→ **Exercise description**:
Reproduce the rows below from the line containing "refrigerator door handle -> point" through the final line of the rows, both ends included, keeping the requests and multiplying every coordinate in the answers by 0.8, rounded to whole numbers with halves rounded up.

— start —

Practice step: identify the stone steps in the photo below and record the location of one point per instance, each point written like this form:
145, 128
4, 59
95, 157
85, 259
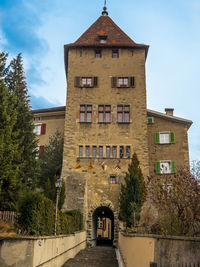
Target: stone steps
94, 257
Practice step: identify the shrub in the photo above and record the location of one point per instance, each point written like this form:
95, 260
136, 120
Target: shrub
37, 217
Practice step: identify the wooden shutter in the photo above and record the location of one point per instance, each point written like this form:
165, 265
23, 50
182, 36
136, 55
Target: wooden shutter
95, 81
160, 192
132, 81
41, 150
157, 138
114, 82
173, 166
175, 193
43, 128
172, 138
77, 81
150, 120
157, 167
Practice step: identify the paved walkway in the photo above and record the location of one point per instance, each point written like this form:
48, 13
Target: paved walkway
94, 257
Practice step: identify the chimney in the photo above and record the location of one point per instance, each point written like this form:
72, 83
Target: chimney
169, 111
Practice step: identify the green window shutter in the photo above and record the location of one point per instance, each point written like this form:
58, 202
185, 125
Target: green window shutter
150, 120
157, 138
173, 168
172, 138
157, 167
175, 191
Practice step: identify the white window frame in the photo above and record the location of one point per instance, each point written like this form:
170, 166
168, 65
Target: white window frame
165, 167
123, 82
112, 179
164, 137
37, 129
86, 82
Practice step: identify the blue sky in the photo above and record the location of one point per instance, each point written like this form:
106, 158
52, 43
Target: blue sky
39, 29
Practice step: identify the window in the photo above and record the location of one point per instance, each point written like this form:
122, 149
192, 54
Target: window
104, 113
112, 179
86, 82
122, 82
164, 138
114, 152
115, 53
36, 118
94, 151
123, 114
165, 167
121, 152
150, 120
86, 113
108, 152
128, 152
87, 151
39, 129
101, 151
98, 53
80, 151
102, 38
39, 151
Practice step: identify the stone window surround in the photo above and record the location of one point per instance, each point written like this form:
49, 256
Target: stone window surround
126, 151
126, 113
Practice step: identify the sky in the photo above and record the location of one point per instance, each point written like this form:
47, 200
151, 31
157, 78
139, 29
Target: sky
39, 29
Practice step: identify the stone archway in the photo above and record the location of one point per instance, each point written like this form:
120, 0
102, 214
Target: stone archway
103, 213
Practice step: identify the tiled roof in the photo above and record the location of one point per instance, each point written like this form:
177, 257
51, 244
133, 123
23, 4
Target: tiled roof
45, 110
105, 27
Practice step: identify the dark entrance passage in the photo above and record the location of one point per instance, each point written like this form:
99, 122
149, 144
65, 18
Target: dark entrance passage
103, 227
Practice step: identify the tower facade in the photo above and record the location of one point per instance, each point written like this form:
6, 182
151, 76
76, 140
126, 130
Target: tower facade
105, 120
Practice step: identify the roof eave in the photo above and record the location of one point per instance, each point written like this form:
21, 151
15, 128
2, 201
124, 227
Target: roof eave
169, 117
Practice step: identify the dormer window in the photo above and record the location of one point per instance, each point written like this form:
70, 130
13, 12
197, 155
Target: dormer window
97, 53
102, 39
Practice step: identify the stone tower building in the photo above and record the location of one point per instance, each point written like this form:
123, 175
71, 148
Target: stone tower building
106, 121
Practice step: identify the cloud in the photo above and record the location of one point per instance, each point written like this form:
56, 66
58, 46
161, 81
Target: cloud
39, 102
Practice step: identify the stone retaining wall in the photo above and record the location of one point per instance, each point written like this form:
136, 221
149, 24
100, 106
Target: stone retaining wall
142, 250
50, 251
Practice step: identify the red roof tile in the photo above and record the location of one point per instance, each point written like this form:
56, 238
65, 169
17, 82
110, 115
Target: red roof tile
105, 26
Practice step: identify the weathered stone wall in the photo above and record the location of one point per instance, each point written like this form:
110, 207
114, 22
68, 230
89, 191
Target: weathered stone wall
141, 250
54, 122
88, 188
40, 251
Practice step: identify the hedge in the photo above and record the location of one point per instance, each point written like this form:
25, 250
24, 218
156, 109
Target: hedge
37, 217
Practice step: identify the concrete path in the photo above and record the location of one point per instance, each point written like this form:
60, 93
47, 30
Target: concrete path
94, 257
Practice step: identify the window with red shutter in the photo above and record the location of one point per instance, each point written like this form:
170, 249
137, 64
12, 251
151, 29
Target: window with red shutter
41, 150
43, 128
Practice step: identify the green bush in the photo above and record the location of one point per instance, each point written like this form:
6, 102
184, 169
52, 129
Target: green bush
37, 214
37, 217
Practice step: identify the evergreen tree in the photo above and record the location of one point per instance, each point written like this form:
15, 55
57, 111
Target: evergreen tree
9, 145
27, 142
133, 194
50, 164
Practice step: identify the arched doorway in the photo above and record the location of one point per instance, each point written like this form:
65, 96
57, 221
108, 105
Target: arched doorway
102, 226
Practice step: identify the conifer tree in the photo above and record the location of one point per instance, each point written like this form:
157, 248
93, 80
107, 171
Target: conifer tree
9, 145
50, 164
133, 194
27, 142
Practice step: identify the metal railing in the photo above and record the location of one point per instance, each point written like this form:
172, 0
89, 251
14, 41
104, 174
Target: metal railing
8, 216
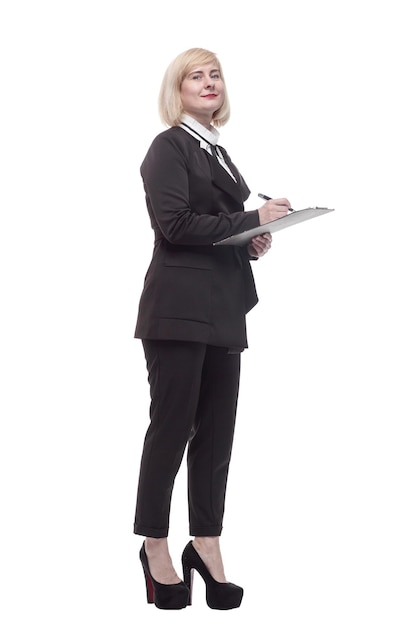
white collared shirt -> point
(207, 138)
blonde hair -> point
(170, 105)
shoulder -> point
(176, 137)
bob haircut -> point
(170, 106)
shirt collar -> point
(211, 136)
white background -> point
(321, 510)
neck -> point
(204, 120)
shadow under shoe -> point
(221, 596)
(176, 596)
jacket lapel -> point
(222, 179)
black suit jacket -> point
(195, 291)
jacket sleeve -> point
(165, 173)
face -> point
(202, 93)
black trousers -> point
(194, 390)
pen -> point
(261, 195)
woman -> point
(191, 322)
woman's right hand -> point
(273, 209)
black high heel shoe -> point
(174, 596)
(218, 595)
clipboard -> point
(271, 227)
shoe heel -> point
(188, 577)
(150, 594)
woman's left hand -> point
(260, 245)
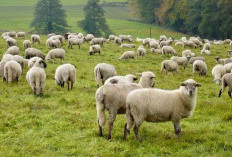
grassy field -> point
(64, 123)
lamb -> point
(218, 72)
(193, 59)
(200, 67)
(12, 71)
(181, 60)
(11, 42)
(113, 98)
(186, 53)
(65, 73)
(94, 49)
(168, 50)
(103, 71)
(157, 105)
(127, 55)
(13, 50)
(121, 79)
(169, 65)
(141, 51)
(55, 53)
(226, 81)
(35, 38)
(33, 52)
(26, 44)
(127, 46)
(36, 77)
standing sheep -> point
(65, 73)
(157, 105)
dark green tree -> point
(49, 17)
(94, 21)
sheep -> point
(157, 105)
(226, 81)
(13, 50)
(36, 77)
(200, 67)
(65, 73)
(26, 44)
(12, 71)
(94, 49)
(113, 98)
(117, 41)
(89, 37)
(168, 50)
(141, 51)
(218, 72)
(181, 60)
(55, 53)
(193, 59)
(127, 46)
(103, 71)
(11, 42)
(127, 55)
(158, 51)
(35, 38)
(121, 79)
(169, 65)
(21, 34)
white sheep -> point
(103, 71)
(169, 65)
(218, 72)
(12, 71)
(157, 105)
(112, 97)
(55, 53)
(226, 81)
(127, 55)
(64, 74)
(200, 67)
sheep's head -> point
(190, 87)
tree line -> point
(207, 18)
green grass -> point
(64, 123)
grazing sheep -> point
(65, 73)
(94, 49)
(36, 77)
(218, 72)
(33, 52)
(12, 71)
(141, 51)
(168, 50)
(13, 50)
(226, 81)
(35, 38)
(103, 71)
(121, 79)
(55, 53)
(158, 51)
(11, 42)
(193, 59)
(200, 67)
(127, 46)
(112, 97)
(181, 60)
(26, 44)
(157, 105)
(127, 55)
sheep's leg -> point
(177, 128)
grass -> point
(64, 123)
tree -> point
(49, 17)
(94, 21)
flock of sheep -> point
(121, 94)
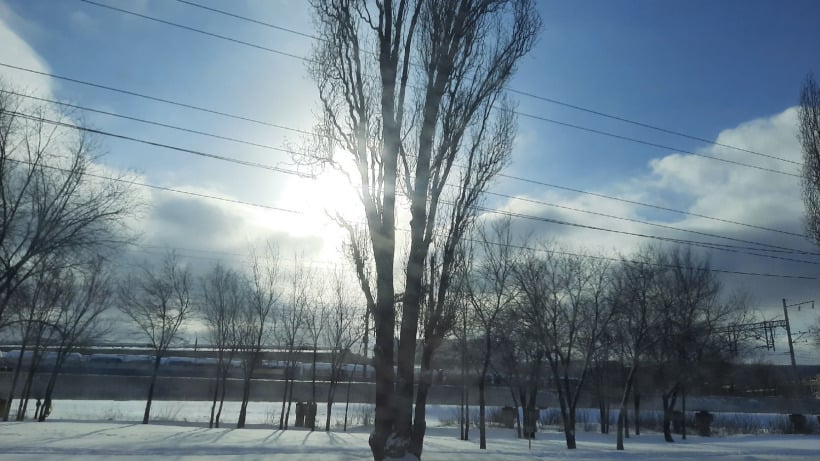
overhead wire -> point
(514, 90)
(500, 175)
(163, 145)
(292, 152)
(123, 137)
(520, 215)
(524, 216)
(545, 119)
(268, 207)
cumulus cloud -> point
(705, 187)
(16, 51)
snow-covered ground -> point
(103, 430)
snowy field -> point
(103, 430)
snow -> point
(78, 430)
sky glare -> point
(726, 74)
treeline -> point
(537, 309)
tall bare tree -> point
(223, 297)
(691, 328)
(35, 305)
(51, 211)
(290, 333)
(257, 319)
(89, 290)
(158, 301)
(636, 290)
(343, 329)
(567, 303)
(808, 114)
(406, 89)
(315, 324)
(491, 290)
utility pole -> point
(789, 335)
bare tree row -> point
(570, 316)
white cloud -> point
(706, 187)
(17, 52)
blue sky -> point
(728, 71)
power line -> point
(501, 175)
(644, 204)
(163, 188)
(653, 144)
(516, 91)
(636, 234)
(151, 122)
(638, 221)
(268, 207)
(648, 263)
(303, 58)
(709, 245)
(164, 146)
(155, 99)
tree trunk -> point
(246, 395)
(482, 397)
(668, 399)
(225, 370)
(347, 398)
(384, 323)
(147, 415)
(52, 383)
(217, 379)
(683, 411)
(284, 397)
(313, 384)
(14, 378)
(622, 420)
(517, 414)
(290, 402)
(27, 385)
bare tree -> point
(223, 298)
(636, 296)
(291, 330)
(491, 290)
(89, 290)
(567, 304)
(808, 114)
(257, 320)
(158, 301)
(402, 128)
(315, 323)
(35, 304)
(692, 323)
(51, 211)
(343, 329)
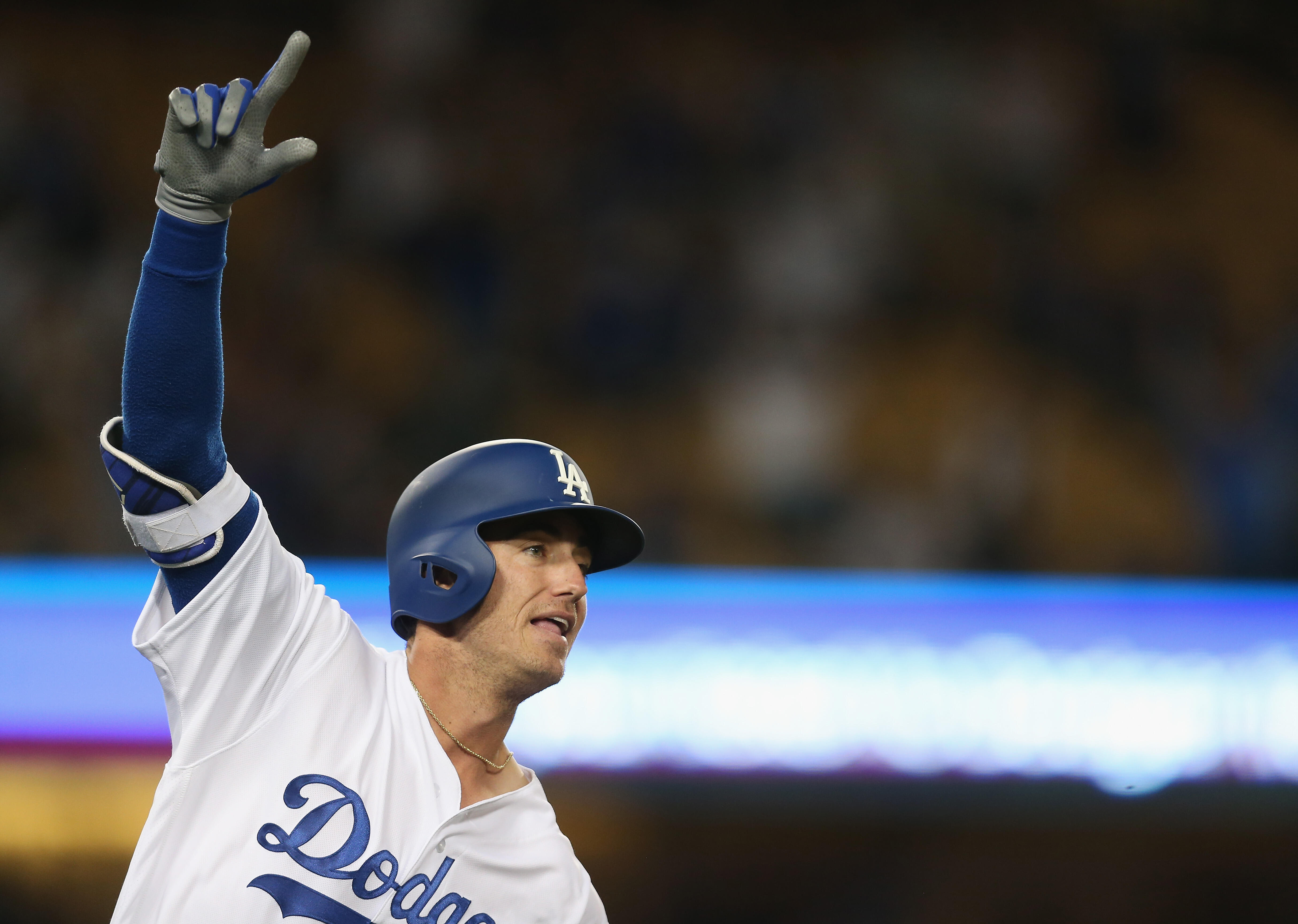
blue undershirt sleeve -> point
(173, 378)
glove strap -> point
(189, 529)
(190, 208)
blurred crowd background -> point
(921, 286)
(984, 285)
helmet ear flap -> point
(441, 575)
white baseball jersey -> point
(306, 779)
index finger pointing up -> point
(282, 73)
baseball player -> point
(313, 775)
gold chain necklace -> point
(460, 744)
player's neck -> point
(473, 710)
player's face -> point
(537, 605)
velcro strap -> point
(181, 528)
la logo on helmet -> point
(572, 477)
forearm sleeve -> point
(173, 381)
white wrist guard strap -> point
(199, 518)
(181, 528)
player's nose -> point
(569, 579)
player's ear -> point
(443, 578)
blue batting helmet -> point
(437, 521)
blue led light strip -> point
(1131, 683)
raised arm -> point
(182, 502)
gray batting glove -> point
(213, 151)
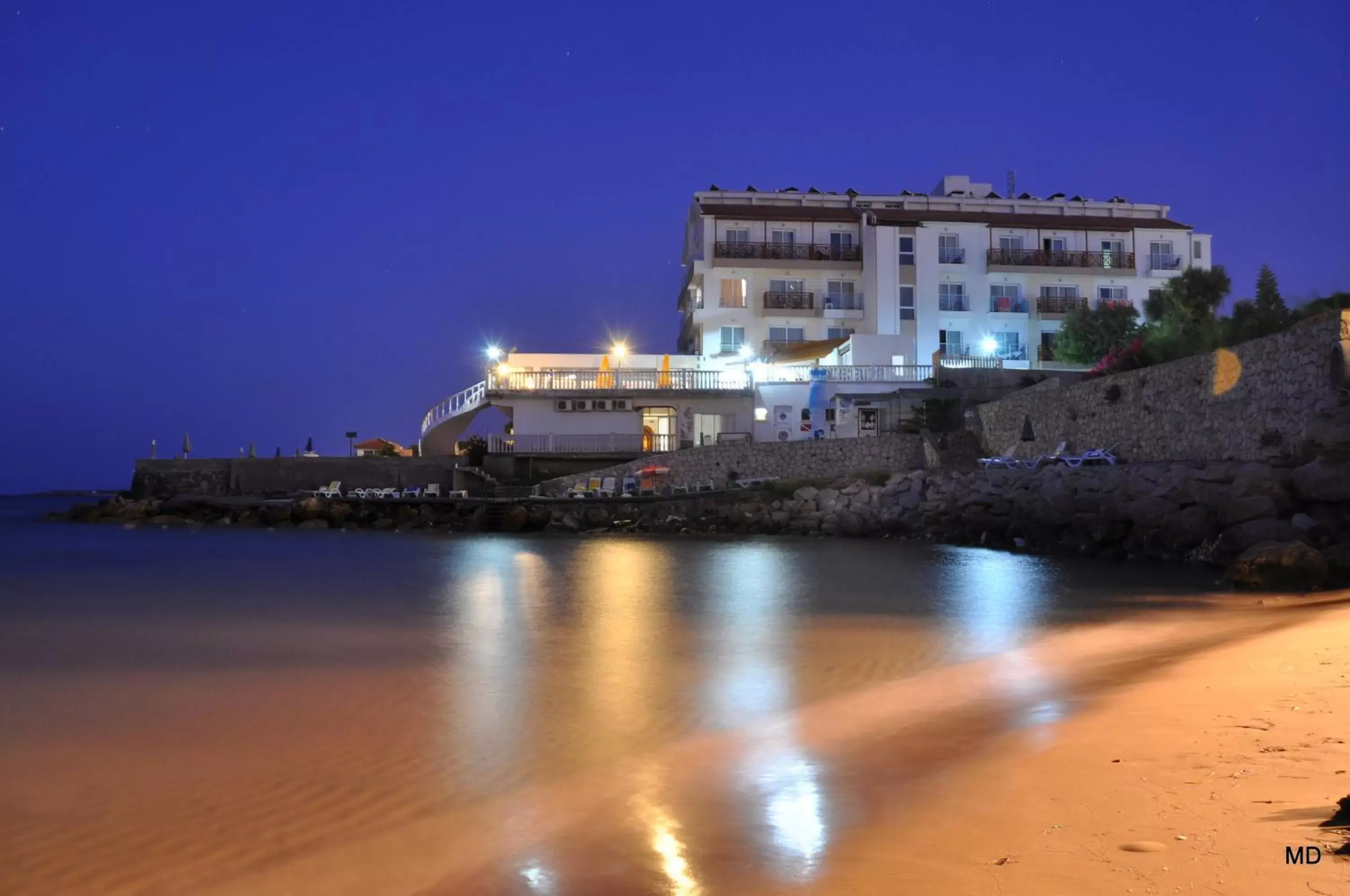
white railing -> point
(581, 444)
(457, 404)
(848, 374)
(570, 381)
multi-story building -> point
(960, 270)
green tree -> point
(1182, 316)
(1089, 335)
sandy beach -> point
(1222, 760)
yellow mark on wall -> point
(1228, 372)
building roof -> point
(897, 216)
(377, 444)
(910, 218)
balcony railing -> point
(1008, 304)
(844, 301)
(789, 251)
(582, 444)
(790, 301)
(1060, 304)
(848, 374)
(577, 381)
(1058, 258)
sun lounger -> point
(1093, 455)
(1052, 458)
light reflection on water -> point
(478, 667)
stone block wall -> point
(817, 459)
(1251, 403)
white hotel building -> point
(962, 270)
(883, 297)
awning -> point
(804, 351)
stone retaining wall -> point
(817, 459)
(1251, 403)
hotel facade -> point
(820, 315)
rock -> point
(1322, 481)
(1279, 566)
(1188, 527)
(1242, 536)
(516, 519)
(1338, 564)
(1246, 508)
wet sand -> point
(906, 786)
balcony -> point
(1017, 258)
(843, 305)
(794, 254)
(567, 381)
(1008, 305)
(1059, 305)
(789, 303)
(582, 444)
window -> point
(839, 295)
(1109, 296)
(906, 250)
(951, 297)
(1161, 257)
(950, 249)
(1060, 291)
(906, 303)
(1006, 297)
(1008, 345)
(734, 293)
(734, 338)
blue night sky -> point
(258, 223)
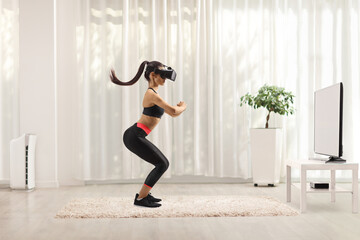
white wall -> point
(37, 96)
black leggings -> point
(134, 139)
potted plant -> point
(266, 142)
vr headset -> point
(167, 72)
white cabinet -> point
(266, 146)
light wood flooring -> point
(30, 215)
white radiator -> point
(22, 162)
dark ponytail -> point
(151, 66)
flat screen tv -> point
(328, 122)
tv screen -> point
(328, 121)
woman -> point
(135, 136)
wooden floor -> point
(30, 215)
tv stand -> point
(305, 165)
(335, 160)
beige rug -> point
(177, 206)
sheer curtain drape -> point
(220, 50)
(9, 58)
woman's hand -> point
(181, 103)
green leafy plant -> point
(274, 99)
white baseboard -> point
(46, 184)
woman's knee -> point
(163, 165)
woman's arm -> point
(173, 111)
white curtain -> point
(9, 58)
(220, 50)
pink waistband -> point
(143, 127)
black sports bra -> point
(154, 111)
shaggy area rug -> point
(177, 206)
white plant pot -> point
(266, 144)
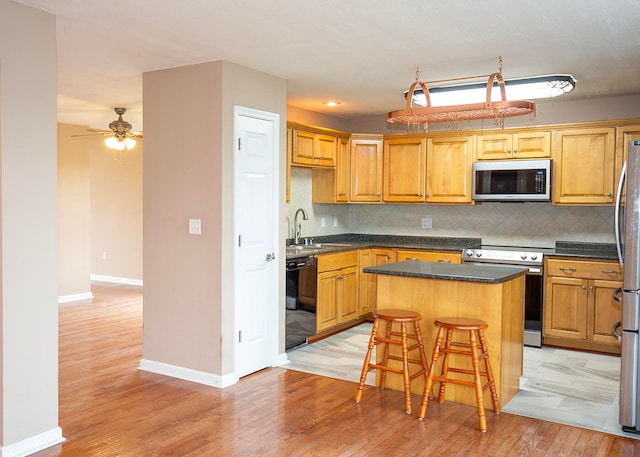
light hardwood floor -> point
(110, 408)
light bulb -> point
(129, 143)
(111, 142)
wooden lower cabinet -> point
(579, 308)
(337, 300)
(428, 256)
(368, 282)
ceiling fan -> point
(120, 137)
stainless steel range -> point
(531, 258)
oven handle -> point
(533, 270)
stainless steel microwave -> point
(513, 180)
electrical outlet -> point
(194, 227)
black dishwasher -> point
(300, 299)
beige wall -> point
(74, 212)
(29, 222)
(116, 212)
(189, 279)
(100, 211)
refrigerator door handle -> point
(618, 227)
(614, 330)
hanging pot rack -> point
(496, 110)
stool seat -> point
(476, 348)
(461, 323)
(400, 338)
(396, 315)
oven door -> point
(533, 299)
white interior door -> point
(256, 216)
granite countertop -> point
(328, 244)
(449, 271)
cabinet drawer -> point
(328, 262)
(584, 269)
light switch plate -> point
(194, 227)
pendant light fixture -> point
(497, 110)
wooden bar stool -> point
(400, 338)
(476, 348)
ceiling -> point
(363, 53)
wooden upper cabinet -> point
(366, 169)
(331, 185)
(583, 166)
(623, 136)
(404, 167)
(449, 161)
(521, 145)
(313, 149)
(289, 139)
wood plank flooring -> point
(110, 408)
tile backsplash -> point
(535, 224)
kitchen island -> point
(493, 294)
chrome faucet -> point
(296, 226)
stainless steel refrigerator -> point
(627, 222)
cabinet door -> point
(327, 303)
(343, 174)
(331, 185)
(604, 311)
(565, 311)
(302, 147)
(531, 145)
(404, 167)
(623, 136)
(369, 282)
(347, 292)
(429, 256)
(325, 150)
(366, 170)
(449, 163)
(494, 147)
(583, 166)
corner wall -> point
(29, 238)
(188, 173)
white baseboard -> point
(33, 444)
(75, 297)
(282, 359)
(117, 280)
(188, 374)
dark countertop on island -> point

— end —

→ **Complete answer**:
refrigerator door handle -> point
(494, 182)
(491, 264)
hanging pot rack -> point
(397, 88)
stool seat -> point
(381, 278)
(369, 258)
(320, 270)
(317, 252)
oven door -> point
(426, 239)
white interior door -> point
(205, 173)
granite countertop -> point
(262, 195)
(359, 217)
cabinet drawer -> point
(262, 210)
(467, 215)
light switch plate -> point
(155, 182)
pendant light fixture -> point
(398, 88)
wooden bar stool -> point
(320, 270)
(381, 278)
ceiling -> point
(290, 42)
wooden upper cabinet -> point
(293, 135)
(265, 148)
(466, 133)
(498, 109)
(323, 134)
(359, 129)
(417, 116)
(250, 119)
(231, 111)
wood plank flooring -> point
(88, 326)
tile backsplash -> point
(428, 179)
kitchen island -> point
(394, 235)
chrome faucet -> point
(237, 181)
stainless steel refrigerator -> point
(502, 178)
cabinet door -> point
(262, 242)
(274, 139)
(265, 148)
(483, 249)
(452, 249)
(242, 118)
(425, 116)
(323, 134)
(498, 109)
(295, 226)
(278, 234)
(343, 205)
(260, 120)
(293, 136)
(359, 130)
(395, 118)
(466, 133)
corner wall -> point
(23, 190)
(150, 138)
white baseboard -> point
(26, 355)
(60, 238)
(226, 287)
(94, 224)
(150, 299)
dark countertop on island -> point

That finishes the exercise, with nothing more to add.